- TEXT -
* * * * * * * * *
Polyforms are shapes built up from identical parts glued together. The best known polyforms are the twelve pentominoes, which are all the shapes that can be made by gluing 5 squares edge to edge. They contain 5×12=60 squares all together, and can in fact form rectangles of 3×20, 4×15, 5×12, or 6×10.

PolySolver is a Java Applet with which you can make and solve many polyform problems, such as puzzles involving pentominoes, hexiamonds, or many other such tile sets, with which you have to build a particular shape. I have tried to make this applet both versatile and easy to use. The most important features are:

  1. The grid can vary, square grid for polyominoes, or various other grids for polyiamonds, polyhexes, polytans, polydrafters, and more.
  2. The board and the pieces are completely user defined.
  3. The rotations and/or reflections of pieces can be generated automatically, or user defined.
  4. Multiple pieces of the same shape are allowed.
  5. Complete sets of pieces can easily be generated.
  6. Pieces can be placed on the board manually.
  7. A puzzle can be uploaded to the server for everyone to share.
  8. There is a fairly powerful built-in solver.
  9. Solutions found by the solver can be displayed.
  10. The program can be run as an applet in a webpage, or the jar file can be run as a local application. In that case you can save/load puzzles to file as well.

How to use PolySolver

The program has a number of screens, which you can select using the tabs along the top, as well as a file menu. The screens are:

Grid Type:    Choose the shape of the grid to work on.
* * * * * * * * *
- DATA SECTION -
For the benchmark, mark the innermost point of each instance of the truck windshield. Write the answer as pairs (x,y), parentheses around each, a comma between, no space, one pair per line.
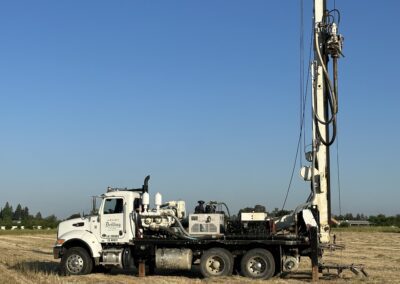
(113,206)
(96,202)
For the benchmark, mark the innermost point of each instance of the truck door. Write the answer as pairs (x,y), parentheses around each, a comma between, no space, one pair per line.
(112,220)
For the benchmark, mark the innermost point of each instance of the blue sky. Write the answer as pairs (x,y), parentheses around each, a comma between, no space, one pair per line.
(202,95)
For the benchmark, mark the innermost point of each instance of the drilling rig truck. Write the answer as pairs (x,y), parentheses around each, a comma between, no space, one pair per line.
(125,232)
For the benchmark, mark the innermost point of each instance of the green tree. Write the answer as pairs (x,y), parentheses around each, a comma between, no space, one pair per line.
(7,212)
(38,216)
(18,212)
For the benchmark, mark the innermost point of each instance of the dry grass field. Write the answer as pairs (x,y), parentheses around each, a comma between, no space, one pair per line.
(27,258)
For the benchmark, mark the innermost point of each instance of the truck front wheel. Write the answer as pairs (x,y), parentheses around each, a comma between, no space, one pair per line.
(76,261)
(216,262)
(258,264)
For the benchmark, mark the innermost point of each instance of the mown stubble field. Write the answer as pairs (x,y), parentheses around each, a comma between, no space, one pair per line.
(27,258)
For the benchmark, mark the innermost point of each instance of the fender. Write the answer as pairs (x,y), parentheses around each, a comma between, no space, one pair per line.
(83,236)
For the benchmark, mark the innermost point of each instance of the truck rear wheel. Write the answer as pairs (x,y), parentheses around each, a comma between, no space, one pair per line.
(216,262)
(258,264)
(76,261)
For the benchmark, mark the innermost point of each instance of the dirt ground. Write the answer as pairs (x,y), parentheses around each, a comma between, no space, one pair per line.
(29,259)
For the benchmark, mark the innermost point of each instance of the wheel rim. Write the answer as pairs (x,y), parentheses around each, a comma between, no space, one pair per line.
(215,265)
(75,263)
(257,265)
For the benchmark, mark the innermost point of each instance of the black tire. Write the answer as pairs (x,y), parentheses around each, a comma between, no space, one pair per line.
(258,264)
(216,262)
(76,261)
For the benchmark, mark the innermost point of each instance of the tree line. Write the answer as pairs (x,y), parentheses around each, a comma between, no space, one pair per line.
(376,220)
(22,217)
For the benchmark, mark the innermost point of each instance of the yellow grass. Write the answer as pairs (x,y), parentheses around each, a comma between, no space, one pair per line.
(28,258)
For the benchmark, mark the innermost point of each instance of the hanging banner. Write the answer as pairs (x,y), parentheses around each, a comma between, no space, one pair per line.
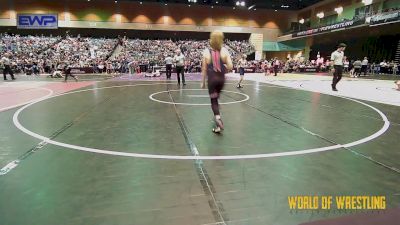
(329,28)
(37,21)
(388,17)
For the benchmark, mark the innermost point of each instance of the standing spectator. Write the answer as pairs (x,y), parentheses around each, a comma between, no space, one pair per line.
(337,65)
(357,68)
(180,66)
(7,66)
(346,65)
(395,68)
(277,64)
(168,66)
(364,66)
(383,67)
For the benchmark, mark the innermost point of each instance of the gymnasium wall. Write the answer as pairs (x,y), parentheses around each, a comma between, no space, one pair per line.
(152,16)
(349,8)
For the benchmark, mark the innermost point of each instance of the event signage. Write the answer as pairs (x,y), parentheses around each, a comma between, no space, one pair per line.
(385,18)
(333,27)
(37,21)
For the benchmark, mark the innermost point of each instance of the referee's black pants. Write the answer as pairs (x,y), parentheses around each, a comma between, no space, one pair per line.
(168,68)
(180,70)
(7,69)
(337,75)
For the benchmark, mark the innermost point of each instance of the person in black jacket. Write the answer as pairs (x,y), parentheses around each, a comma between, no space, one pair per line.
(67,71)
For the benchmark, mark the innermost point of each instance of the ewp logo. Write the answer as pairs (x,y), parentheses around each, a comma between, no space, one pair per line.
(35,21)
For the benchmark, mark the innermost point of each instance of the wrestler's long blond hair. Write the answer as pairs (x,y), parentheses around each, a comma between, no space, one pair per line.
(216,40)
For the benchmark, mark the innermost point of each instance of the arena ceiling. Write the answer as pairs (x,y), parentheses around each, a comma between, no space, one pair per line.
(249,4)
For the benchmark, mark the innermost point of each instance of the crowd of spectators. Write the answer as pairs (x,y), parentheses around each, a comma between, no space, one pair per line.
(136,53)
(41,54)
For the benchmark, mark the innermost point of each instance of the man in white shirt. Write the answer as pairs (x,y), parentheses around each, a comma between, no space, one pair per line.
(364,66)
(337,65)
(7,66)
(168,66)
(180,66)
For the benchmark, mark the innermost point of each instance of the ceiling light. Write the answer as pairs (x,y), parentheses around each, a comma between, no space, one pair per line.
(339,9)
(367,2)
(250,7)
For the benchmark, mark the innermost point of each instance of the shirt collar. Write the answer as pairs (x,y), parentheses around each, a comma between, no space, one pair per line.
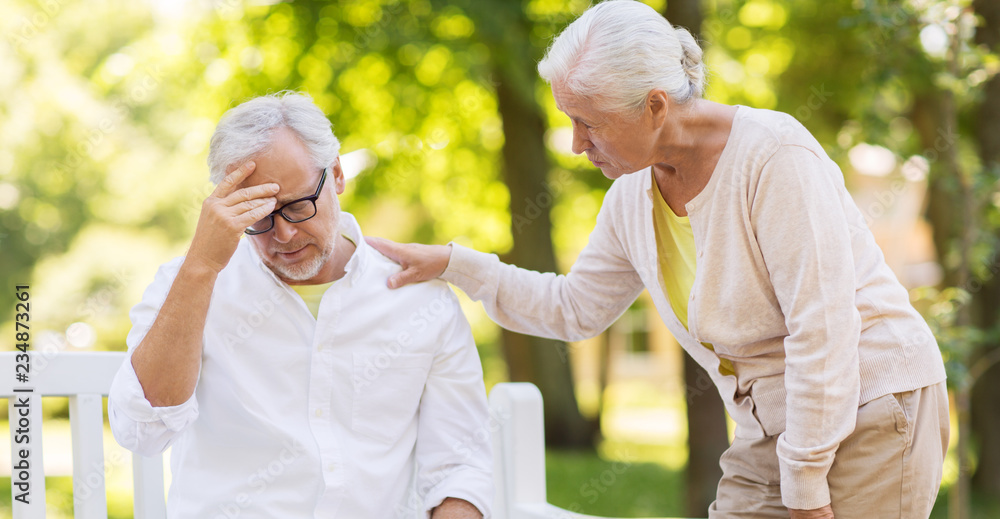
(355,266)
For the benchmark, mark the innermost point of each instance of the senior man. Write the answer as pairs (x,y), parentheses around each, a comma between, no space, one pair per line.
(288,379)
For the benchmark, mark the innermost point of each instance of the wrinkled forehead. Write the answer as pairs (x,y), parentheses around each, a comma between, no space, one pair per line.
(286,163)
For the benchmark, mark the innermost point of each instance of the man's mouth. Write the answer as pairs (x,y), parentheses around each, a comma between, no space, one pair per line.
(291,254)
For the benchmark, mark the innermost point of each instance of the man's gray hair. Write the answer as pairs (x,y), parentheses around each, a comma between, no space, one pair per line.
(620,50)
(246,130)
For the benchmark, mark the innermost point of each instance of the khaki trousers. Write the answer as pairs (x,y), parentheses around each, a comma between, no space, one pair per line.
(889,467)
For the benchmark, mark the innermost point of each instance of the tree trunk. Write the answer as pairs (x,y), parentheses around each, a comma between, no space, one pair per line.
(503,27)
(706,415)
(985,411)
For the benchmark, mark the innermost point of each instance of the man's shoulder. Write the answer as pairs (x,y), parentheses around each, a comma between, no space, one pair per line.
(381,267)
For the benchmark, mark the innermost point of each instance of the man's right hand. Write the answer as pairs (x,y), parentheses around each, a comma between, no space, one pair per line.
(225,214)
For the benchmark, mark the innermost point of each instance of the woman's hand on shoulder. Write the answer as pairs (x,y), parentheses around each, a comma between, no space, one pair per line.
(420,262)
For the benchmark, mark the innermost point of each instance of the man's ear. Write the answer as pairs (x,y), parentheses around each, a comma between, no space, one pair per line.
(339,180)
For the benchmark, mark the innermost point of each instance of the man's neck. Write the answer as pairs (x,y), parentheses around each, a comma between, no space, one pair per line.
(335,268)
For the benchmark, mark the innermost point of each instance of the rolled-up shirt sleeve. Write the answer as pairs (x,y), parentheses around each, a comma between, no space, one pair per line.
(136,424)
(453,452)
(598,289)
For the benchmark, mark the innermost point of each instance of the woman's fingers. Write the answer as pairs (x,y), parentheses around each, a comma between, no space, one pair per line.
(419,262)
* * * * * * * * *
- DIRECTION A -
According to the PolySolver text, which rectangles can the twelve pentominoes form?
- DIRECTION B -
Using the PolySolver text, explain why the pentominoes contain 60 squares in total.
- DIRECTION C -
Write out the PolySolver text from "The program has" up to and including "to work on.".

- EXPECTED OUTPUT A -
They can form rectangles of 3×20, 4×15, 5×12, or 6×10.

- EXPECTED OUTPUT B -
There are twelve pentominoes, and each one is made by gluing 5 squares edge to edge. Together they therefore hold 5×12=60 squares.

- EXPECTED OUTPUT C -
The program has a number of screens, which you can select using the tabs along the top, as well as a file menu. The screens are:

Grid Type:    Choose the shape of the grid to work on.